◆ WHAT THIS TASK INVOLVES:
Could you please count how many lines in the data below hold the string "bride"? Reply with only the number.

*** Opening DATASET CONTENT ***

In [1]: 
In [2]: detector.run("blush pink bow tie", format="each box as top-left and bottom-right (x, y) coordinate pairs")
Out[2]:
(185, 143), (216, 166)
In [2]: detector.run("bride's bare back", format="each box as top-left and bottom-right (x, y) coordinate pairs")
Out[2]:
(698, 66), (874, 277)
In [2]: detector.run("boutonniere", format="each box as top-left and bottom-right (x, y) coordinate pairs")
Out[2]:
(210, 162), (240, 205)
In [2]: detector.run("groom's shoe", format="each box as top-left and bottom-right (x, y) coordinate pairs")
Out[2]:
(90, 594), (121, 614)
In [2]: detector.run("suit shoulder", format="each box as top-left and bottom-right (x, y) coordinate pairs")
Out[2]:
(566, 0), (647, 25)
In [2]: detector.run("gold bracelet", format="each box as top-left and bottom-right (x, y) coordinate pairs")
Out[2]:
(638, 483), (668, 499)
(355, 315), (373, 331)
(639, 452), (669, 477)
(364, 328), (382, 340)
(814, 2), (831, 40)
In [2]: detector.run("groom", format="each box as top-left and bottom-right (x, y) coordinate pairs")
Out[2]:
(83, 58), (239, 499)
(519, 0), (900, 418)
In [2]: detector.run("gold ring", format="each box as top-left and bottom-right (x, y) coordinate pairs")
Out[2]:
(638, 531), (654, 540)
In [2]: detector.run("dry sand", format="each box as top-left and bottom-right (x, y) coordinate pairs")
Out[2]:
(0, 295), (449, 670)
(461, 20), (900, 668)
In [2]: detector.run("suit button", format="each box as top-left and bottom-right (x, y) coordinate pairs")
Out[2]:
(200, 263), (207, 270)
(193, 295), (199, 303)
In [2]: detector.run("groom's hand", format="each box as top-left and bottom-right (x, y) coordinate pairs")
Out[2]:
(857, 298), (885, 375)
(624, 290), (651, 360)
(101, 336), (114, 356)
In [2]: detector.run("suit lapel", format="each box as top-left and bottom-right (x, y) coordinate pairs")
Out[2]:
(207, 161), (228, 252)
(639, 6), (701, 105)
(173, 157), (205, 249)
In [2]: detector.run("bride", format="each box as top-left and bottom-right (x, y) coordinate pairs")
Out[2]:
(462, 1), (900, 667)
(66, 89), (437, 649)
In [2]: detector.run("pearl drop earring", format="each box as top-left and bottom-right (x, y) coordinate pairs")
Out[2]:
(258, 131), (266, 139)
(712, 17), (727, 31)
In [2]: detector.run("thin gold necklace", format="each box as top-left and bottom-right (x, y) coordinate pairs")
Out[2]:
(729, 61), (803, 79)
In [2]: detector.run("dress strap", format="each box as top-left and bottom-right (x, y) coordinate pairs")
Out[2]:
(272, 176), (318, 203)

*** Closing DATASET CONTENT ***

◆ RESULT:
2